Rewrite the lines between the one holding "Inline example — detecting rear side" and the one holding "10;10;241;173", inclusive, swapping "Collect the output" for "Record the output" and leaving everything else as it is.

-- Source records start --

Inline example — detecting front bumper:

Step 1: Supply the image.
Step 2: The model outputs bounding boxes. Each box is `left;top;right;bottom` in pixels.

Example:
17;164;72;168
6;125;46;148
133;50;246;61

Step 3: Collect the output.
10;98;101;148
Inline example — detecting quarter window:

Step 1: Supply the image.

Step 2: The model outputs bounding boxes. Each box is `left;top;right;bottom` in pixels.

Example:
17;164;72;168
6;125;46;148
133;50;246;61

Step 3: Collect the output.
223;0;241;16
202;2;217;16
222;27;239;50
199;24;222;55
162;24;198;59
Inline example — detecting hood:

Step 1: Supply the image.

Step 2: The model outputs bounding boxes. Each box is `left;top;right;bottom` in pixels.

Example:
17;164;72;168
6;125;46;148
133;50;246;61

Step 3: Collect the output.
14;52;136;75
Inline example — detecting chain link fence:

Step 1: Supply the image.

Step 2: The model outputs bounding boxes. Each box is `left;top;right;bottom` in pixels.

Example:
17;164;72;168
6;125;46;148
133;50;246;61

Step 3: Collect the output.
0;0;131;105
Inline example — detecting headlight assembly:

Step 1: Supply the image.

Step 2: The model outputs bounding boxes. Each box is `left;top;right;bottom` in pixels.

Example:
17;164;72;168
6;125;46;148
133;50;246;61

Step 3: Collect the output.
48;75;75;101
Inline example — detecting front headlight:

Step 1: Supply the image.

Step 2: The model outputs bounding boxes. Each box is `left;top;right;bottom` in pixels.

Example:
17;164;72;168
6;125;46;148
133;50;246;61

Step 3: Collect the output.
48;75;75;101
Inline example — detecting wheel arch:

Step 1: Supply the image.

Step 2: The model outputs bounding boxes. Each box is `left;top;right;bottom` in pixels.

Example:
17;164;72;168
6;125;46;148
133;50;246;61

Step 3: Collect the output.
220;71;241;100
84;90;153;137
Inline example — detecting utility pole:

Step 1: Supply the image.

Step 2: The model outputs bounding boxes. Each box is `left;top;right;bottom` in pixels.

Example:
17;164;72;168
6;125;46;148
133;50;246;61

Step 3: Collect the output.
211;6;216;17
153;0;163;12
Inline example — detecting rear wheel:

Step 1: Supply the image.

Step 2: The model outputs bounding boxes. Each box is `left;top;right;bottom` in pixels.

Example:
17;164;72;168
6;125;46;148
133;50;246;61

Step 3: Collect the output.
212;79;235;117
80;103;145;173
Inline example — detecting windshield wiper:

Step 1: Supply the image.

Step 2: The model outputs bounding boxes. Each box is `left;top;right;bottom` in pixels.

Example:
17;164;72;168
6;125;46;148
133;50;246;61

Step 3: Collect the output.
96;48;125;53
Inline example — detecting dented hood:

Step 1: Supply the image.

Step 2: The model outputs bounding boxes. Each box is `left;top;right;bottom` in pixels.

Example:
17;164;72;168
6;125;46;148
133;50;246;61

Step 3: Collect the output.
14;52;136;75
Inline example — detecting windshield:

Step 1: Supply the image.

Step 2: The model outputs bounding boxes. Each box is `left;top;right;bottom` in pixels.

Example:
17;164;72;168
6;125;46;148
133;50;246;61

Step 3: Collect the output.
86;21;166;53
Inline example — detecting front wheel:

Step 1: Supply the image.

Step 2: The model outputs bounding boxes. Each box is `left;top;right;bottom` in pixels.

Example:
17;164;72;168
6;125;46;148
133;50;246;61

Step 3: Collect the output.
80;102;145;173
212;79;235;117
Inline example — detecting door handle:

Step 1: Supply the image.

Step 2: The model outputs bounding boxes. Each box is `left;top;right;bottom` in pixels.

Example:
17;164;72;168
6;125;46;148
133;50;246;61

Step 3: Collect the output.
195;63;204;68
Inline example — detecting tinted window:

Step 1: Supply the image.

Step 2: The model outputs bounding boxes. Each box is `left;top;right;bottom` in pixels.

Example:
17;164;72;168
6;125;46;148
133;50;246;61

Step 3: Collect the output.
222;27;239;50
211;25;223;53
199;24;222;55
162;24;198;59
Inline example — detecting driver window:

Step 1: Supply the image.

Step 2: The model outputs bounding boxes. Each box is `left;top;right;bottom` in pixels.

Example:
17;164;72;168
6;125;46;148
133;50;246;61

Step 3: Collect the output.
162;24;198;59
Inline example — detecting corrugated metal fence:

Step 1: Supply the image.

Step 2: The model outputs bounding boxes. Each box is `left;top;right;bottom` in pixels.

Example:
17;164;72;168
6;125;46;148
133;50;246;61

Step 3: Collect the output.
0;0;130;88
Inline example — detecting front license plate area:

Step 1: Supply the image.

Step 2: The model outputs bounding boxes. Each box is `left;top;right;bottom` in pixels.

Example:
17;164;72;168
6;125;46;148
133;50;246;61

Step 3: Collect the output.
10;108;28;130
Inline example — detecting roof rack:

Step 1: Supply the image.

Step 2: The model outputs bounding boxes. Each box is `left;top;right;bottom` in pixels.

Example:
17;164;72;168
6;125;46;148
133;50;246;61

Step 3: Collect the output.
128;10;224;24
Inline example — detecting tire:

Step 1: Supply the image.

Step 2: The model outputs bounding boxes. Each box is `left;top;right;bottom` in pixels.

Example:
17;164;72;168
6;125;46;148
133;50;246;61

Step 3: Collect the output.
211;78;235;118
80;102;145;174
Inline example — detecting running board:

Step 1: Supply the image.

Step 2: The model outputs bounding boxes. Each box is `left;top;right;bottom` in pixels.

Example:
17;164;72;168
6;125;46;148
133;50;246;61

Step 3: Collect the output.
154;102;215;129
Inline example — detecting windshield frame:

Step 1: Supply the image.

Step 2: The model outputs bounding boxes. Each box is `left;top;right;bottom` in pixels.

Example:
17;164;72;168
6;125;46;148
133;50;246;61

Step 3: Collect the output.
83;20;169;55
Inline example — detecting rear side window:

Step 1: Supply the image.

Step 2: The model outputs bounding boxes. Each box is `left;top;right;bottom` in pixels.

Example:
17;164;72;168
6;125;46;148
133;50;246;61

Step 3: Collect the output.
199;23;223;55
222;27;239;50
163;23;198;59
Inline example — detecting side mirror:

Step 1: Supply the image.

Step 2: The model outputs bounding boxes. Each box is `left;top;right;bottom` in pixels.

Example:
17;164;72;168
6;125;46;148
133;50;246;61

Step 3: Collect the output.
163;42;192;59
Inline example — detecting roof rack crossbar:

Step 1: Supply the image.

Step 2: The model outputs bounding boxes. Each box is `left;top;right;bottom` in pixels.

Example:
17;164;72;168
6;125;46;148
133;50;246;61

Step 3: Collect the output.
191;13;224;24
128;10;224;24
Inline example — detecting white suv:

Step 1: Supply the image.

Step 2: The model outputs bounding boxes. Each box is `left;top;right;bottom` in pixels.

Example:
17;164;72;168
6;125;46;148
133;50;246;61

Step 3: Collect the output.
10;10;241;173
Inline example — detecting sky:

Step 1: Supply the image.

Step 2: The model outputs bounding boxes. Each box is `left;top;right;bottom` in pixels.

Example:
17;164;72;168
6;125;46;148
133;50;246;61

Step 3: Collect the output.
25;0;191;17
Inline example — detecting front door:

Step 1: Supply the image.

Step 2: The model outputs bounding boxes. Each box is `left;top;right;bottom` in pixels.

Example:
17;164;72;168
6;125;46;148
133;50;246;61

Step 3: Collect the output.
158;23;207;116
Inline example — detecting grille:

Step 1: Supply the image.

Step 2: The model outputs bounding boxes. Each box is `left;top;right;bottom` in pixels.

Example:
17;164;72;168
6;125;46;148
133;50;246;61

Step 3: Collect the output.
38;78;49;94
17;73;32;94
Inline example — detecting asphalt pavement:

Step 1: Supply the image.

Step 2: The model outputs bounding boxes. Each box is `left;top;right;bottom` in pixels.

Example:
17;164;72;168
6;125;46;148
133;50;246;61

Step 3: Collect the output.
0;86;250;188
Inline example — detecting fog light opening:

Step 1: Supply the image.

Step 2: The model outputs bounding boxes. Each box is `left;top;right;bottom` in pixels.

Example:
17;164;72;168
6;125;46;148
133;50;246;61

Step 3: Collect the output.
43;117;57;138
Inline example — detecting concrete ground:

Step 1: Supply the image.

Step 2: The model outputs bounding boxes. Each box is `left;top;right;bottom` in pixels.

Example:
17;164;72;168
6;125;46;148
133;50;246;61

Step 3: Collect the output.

-- Source records end --

• Full output:
Inline example — detecting rear side window:

Step 1: Supply the image.

Step 2: The model outputs bounding boxes. Each box is `left;top;right;bottom` in pixels.

Example:
17;164;72;168
6;125;46;148
133;50;246;61

Step 3: Record the output.
199;23;223;55
222;27;239;50
163;23;198;59
Inline example — detecting side mirror:

Step 1: Supply the image.

Step 2: The model outputs bounding boxes. Each box is `left;top;right;bottom` in pixels.

Example:
17;164;72;168
6;125;46;148
133;50;246;61

Step 3: Record the output.
163;42;192;59
Inline example — detecting roof rack crossbar:

Step 1: Supply the image.

Step 2: The model outputs bounding boxes. Each box is `left;top;right;bottom` in pixels.

Example:
17;164;72;168
6;125;46;148
133;50;246;61

Step 3: Record the output.
191;13;224;24
128;10;224;24
Inline example — detecting white suv:

Step 1: Supply the image.

Step 2: The model outputs bounding boxes. Each box is `left;top;right;bottom` in pixels.

Example:
17;164;72;168
6;125;46;148
133;50;246;61

Step 3: Record the output.
10;10;241;173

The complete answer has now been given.